>> Begin Provided entries

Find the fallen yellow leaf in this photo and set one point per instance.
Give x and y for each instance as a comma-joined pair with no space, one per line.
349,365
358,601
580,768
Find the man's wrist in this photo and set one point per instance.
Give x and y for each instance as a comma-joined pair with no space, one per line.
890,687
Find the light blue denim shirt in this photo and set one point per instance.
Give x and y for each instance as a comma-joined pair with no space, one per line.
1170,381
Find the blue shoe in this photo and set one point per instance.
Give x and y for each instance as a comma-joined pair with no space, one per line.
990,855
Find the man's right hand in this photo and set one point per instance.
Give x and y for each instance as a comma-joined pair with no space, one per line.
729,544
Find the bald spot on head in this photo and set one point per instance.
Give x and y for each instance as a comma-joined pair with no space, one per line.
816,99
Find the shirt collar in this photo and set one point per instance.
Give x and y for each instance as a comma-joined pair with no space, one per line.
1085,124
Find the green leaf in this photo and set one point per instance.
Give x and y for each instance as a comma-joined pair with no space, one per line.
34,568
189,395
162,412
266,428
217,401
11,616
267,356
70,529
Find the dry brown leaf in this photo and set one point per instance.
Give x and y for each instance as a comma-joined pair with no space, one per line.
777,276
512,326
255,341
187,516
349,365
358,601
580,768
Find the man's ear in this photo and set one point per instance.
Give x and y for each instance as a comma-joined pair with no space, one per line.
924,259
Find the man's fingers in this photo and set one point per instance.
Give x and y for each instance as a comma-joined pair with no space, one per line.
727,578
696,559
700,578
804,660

>> End Provided entries

Written problem:
Your task is to transcribe the line containing "Find the light" and every line after it, through the last line of the data, exactly as written and with nothing more.

The output:
Find the light blue denim shirt in this photo and set one point per instance.
Give x and y for each instance as a comma-joined pair with no space, one per line.
1170,381
Find the blue shoe in this photo and set one point per instance.
Give x and y for each instance as a comma-joined pair with no space, one per line.
990,855
Find the man's right hand in this photo and set one point per instance.
Give x and y for each instance as a comma-joined pair with no space, one per line.
729,544
Find the bald spot on head in this photo and set one point per instance.
Give x and y for each instance as a comma-joined pair with no space, one per line.
816,99
Find the shirt collar in this photo and set one point per instance.
Give x and y for each instance as a comma-joined pair with no space, one per line.
1085,124
Find the green leaf in this photo and set one point per instance.
Give x and y for each instance as a comma-joined pair with no space, one per line.
34,568
189,395
162,412
266,428
217,401
11,616
267,356
70,529
Find the dry brown leaf in this photo and set one point per instance.
Give x and y for each instance as a comma-joined pair with no space, one per line.
777,276
512,326
255,341
187,516
349,365
358,601
580,768
Find the man's ear in this photo and set one point per instance.
Give x and y for each instance as a comma-joined pair with no space, one per line.
924,259
Find the man's fingers in this photo and set one point per instance.
Give x and y for each instance as a comma-joined pair with no space, one per line.
727,578
696,559
700,578
804,660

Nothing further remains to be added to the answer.